• PROBLEMS AND TASKS
- A) Copy the stretch of the Arrhenius request from "This research is" through "shotgun proteomics data." word for word.
- B) Answer these questions using the Arrhenius request, giving each answer on its own line with the matching label.
(i) How many spectra does the pretraining corpus contain?
(ii) What kind of nodes does the Arrhenius GPU partition have?
(iii) Whose project deals with proteoform inference from shotgun proteomics data?
- C) List every requirement that the Arrhenius request gives for the next stage of the research.

We apply for GPU and CPU resources on Arrhenius to continue and expand our research programme on foundation models for data-driven cell and molecular biology. The central project develops self-supervised and attention-based models for mass spectrometry-based proteomics, with the goal of learning general-purpose representations of peptide tandem mass spectra at an unprecedented scale. The project has already produced accepted and submitted publications, new neural architectures for spectra, a 200M-spectrum pretraining corpus, and strong preliminary evidence that large-scale unsupervised pretraining substantially improves downstream de novo peptide sequencing.
This research is now compute-bound. The next stage requires synchronized large-scale multi-node GPU training, fast access to very large datasets, and the ability to run long, high-throughput experiments over hundreds of millions of spectra. These requirements cannot be met by access to smaller clusters. The Arrhenius GPU partition, with NVIDIA Grace Hopper nodes and a large high-performance parallel filesystem, is essential for completing the planned work. Without access to this system, the key scientific objectives of the project cannot realistically be achieved within the project period.
The requested allocation will support two complementary projects in the Käll group: Alfred Nilsson's work on large-scale self-supervised foundation models for MS2 spectra, and Yuqi Zheng's project on proteoform inference from shotgun proteomics data.

• GIVEN INFORMATION

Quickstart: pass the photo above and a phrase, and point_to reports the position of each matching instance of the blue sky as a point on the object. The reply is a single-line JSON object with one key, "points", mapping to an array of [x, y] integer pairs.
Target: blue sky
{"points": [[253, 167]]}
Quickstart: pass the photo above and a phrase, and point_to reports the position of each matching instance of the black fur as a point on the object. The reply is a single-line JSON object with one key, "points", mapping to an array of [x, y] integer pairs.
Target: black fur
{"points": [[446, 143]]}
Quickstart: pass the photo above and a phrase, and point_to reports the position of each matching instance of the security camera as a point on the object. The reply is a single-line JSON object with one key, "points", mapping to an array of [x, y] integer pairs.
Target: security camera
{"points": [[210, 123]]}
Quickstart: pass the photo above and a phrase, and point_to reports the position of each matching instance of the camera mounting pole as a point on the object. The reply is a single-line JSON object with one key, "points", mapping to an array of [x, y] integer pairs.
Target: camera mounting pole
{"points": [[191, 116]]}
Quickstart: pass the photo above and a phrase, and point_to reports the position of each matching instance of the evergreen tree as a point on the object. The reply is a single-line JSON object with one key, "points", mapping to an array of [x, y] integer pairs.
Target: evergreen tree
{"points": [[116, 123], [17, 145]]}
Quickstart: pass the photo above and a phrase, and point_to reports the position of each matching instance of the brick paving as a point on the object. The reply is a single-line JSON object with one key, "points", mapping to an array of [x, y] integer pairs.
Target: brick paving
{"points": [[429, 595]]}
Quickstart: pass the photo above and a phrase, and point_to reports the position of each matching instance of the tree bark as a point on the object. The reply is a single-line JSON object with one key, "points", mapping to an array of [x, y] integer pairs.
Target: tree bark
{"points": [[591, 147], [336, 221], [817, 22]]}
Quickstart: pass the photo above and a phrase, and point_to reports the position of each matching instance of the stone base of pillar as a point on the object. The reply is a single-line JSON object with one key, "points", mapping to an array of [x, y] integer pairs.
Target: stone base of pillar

• SOLVED PROBLEMS
- A)
This research is now compute-bound. The next stage requires synchronized large-scale multi-node GPU training, fast access to very large datasets, and the ability to run long, high-throughput experiments over hundreds of millions of spectra. These requirements cannot be met by access to smaller clusters. The Arrhenius GPU partition, with NVIDIA Grace Hopper nodes and a large high-performance parallel filesystem, is essential for completing the planned work. Without access to this system, the key scientific objectives of the project cannot realistically be achieved within the project period.
The requested allocation will support two complementary projects in the Käll group: Alfred Nilsson's work on large-scale self-supervised foundation models for MS2 spectra, and Yuqi Zheng's project on proteoform inference from shotgun proteomics data.

- B)
(i) 200 million spectra
(ii) NVIDIA Grace Hopper nodes
(iii) Yuqi Zheng's

- C)
- Synchronized large-scale multi-node GPU training
- Fast access to very large datasets
- The ability to run long, high-throughput experiments over hundreds of millions of spectra